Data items
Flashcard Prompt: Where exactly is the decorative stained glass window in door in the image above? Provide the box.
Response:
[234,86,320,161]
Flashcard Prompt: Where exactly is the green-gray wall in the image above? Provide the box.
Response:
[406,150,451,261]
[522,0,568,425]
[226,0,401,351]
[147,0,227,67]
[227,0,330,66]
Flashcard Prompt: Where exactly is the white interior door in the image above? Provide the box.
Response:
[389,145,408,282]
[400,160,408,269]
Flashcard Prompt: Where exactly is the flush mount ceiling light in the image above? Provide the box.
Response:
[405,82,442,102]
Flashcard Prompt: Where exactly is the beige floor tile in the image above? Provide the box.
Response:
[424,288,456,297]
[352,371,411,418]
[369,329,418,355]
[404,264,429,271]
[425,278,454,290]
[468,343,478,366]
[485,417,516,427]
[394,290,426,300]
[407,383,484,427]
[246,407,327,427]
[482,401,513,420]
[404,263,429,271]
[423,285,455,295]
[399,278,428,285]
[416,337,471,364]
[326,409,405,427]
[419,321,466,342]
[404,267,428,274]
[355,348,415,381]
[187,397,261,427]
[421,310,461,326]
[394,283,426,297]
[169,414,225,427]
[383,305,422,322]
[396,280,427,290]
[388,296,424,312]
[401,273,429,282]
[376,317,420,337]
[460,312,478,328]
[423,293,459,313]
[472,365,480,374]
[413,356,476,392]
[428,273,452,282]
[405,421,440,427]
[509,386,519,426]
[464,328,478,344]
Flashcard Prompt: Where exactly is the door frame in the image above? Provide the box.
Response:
==
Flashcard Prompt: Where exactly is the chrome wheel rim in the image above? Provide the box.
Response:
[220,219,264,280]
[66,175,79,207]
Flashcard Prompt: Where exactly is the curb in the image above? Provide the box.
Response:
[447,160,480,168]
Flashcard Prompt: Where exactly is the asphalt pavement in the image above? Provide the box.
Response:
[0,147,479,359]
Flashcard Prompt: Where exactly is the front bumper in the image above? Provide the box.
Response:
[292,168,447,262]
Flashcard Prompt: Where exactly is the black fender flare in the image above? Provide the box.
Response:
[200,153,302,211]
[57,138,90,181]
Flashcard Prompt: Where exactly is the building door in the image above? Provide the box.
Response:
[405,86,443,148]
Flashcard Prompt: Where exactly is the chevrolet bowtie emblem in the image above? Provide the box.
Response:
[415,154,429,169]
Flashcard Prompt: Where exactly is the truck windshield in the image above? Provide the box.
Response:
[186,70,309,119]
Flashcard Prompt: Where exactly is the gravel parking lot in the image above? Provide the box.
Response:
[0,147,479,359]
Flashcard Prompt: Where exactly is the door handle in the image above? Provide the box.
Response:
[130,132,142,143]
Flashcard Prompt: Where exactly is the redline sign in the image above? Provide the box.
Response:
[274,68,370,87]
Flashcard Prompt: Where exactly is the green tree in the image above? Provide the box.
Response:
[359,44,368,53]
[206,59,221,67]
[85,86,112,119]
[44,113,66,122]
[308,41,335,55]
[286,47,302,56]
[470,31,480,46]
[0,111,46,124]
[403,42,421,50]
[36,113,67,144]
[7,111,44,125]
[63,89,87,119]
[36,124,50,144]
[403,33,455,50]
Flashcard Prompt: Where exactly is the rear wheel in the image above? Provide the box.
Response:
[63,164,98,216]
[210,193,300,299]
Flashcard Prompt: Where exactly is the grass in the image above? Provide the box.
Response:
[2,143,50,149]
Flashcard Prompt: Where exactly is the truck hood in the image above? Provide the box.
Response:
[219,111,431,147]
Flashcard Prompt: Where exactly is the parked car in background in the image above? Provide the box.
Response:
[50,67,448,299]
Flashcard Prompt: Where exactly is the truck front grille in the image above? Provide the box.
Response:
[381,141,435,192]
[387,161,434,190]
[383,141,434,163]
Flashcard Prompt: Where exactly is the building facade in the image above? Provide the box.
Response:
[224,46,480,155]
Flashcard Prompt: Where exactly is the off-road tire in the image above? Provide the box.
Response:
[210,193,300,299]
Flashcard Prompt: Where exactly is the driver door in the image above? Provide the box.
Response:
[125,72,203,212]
...
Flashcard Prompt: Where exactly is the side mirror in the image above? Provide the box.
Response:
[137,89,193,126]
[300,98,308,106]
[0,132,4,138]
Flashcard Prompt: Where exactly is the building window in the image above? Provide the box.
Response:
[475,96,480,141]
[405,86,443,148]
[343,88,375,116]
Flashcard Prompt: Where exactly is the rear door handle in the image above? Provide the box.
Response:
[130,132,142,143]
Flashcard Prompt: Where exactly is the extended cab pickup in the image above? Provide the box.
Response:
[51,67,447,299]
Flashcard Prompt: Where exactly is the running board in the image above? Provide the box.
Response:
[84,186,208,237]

→ Work request
Your answer should be one number, the count of lines in the records that contain the string "window".

→ Solution for this problem
2